╔══

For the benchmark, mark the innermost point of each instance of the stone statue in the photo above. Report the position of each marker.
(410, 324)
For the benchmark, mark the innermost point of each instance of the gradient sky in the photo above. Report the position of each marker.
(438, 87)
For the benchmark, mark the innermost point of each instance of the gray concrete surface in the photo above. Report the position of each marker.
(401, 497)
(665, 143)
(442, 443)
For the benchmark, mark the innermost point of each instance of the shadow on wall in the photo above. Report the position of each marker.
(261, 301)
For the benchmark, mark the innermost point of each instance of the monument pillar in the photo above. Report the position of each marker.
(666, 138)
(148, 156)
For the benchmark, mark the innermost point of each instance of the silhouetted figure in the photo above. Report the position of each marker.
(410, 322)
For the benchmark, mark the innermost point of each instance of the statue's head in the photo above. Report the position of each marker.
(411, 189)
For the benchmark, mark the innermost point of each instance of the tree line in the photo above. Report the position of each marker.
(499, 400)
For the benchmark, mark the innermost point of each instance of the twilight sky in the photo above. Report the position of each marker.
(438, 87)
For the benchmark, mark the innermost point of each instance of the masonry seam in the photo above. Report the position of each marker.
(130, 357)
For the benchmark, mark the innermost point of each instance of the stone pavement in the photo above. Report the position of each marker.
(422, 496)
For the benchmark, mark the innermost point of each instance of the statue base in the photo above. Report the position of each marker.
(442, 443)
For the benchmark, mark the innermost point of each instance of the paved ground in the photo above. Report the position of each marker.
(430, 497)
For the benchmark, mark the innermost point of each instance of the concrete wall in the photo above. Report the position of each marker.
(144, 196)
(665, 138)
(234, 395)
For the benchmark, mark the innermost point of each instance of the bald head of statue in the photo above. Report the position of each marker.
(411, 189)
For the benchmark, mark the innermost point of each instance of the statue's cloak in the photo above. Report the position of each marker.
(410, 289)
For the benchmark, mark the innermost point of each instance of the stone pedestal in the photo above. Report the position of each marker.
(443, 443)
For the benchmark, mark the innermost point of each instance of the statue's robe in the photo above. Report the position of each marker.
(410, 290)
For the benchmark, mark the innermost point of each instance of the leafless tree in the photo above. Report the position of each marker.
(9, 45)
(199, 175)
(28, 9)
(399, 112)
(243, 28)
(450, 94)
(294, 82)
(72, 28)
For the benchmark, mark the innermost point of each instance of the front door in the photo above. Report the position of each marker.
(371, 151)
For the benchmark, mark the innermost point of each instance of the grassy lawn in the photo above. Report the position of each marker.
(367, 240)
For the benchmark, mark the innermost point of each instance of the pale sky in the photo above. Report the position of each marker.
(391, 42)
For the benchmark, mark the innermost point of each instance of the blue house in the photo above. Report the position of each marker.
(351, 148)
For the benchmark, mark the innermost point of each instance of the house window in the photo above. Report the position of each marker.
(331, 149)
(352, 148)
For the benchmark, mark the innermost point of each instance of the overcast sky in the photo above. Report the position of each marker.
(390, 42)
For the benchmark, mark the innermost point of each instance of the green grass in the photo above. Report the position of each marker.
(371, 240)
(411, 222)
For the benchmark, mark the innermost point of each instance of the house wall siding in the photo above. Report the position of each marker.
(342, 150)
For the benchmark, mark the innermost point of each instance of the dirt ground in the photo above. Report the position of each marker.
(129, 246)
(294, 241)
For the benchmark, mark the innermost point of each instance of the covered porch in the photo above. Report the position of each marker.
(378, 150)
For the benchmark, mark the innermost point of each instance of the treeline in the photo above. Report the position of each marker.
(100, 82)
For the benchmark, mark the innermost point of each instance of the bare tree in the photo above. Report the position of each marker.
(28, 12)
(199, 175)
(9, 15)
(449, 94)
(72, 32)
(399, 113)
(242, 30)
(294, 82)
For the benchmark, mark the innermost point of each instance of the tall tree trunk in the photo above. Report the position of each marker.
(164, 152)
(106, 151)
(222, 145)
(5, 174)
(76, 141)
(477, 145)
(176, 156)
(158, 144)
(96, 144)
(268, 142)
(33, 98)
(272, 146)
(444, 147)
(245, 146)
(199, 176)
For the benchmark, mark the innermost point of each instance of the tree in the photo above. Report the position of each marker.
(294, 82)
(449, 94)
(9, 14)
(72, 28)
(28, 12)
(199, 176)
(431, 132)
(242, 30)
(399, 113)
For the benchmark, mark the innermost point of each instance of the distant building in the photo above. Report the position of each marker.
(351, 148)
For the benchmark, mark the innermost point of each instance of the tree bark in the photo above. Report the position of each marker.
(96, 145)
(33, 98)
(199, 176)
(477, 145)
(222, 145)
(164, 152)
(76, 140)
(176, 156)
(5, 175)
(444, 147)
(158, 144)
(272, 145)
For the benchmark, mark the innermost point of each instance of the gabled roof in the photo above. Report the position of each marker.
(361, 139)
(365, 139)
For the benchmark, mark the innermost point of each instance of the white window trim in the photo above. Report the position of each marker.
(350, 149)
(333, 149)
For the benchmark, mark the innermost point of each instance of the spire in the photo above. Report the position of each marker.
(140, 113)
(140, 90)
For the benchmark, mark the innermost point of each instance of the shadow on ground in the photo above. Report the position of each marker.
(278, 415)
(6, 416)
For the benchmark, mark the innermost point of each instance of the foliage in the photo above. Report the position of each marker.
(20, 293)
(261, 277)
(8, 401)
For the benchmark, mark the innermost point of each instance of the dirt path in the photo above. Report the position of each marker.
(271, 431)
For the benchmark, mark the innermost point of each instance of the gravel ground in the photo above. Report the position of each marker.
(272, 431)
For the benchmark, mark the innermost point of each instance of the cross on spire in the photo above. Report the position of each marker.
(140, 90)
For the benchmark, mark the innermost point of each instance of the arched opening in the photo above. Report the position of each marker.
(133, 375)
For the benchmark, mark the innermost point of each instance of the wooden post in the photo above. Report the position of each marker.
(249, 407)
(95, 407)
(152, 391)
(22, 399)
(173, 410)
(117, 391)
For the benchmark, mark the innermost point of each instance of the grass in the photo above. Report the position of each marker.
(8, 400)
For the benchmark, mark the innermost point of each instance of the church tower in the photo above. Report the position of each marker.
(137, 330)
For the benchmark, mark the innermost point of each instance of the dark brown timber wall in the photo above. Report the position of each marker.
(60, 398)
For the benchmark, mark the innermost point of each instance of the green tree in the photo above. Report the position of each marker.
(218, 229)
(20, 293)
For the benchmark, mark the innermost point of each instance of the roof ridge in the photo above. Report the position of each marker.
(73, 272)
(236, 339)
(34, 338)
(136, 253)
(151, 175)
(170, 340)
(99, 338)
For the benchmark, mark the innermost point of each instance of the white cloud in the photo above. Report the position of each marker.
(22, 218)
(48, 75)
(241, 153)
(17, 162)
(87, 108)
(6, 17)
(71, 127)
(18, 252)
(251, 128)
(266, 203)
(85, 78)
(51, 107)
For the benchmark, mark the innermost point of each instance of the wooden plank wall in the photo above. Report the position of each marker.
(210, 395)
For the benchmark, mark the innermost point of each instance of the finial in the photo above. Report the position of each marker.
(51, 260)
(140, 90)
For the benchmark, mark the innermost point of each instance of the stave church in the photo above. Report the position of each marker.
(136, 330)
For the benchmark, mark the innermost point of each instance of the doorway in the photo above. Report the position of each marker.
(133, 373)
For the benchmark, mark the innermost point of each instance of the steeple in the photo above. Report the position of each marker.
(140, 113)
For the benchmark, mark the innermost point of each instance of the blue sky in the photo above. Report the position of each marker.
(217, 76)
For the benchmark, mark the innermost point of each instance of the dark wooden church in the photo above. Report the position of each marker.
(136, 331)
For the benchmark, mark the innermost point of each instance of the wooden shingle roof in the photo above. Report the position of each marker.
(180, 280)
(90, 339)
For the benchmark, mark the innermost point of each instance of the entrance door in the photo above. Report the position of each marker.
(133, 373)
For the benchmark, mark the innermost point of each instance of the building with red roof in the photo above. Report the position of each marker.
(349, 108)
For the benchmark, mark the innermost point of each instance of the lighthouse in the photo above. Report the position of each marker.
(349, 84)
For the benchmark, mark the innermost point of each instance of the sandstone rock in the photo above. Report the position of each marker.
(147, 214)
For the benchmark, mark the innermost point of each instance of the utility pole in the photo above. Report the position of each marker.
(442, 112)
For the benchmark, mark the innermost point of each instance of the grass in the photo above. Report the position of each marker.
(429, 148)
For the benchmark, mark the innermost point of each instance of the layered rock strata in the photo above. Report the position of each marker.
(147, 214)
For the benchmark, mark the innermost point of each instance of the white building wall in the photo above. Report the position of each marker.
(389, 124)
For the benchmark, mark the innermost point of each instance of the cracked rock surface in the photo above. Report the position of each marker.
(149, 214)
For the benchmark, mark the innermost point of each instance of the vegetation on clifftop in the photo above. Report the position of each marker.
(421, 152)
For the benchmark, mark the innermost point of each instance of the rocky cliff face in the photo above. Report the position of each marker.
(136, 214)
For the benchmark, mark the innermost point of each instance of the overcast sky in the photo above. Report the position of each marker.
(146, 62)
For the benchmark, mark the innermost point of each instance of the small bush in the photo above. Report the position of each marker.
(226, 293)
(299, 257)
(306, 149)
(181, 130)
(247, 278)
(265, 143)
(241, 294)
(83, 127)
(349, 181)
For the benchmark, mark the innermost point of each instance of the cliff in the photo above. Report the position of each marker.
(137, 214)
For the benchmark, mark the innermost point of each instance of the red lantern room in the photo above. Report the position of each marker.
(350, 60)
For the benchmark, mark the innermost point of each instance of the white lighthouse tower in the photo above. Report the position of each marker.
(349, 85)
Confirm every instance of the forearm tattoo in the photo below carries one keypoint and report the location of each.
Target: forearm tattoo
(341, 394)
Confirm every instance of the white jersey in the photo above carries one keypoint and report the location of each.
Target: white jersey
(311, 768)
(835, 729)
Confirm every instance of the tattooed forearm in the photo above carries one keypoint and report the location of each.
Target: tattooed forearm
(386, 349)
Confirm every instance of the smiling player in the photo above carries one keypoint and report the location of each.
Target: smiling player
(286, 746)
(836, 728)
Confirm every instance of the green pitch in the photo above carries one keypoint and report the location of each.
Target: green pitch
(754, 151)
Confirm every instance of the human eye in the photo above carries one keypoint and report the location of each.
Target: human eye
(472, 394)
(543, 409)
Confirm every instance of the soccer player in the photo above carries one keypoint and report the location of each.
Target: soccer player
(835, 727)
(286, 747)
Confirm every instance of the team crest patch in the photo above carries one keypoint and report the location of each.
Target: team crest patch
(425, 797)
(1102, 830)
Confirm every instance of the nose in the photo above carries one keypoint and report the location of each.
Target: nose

╚══

The exercise: Copy the lines again, from the line with "Confirm every instance of the team" through the last line above, and keep the requests as they are. Multiply each coordinate in the answers by 2.15 and round it to a whole number, with halves rounding up.

Response to this task:
Confirm every instance of the team crest patch in the photo above carries one keypoint and report the location of each.
Target: team crest patch
(914, 1714)
(2369, 1785)
Confirm every instance of the nose in the photo above carries one keypoint and report the location of each.
Target: nose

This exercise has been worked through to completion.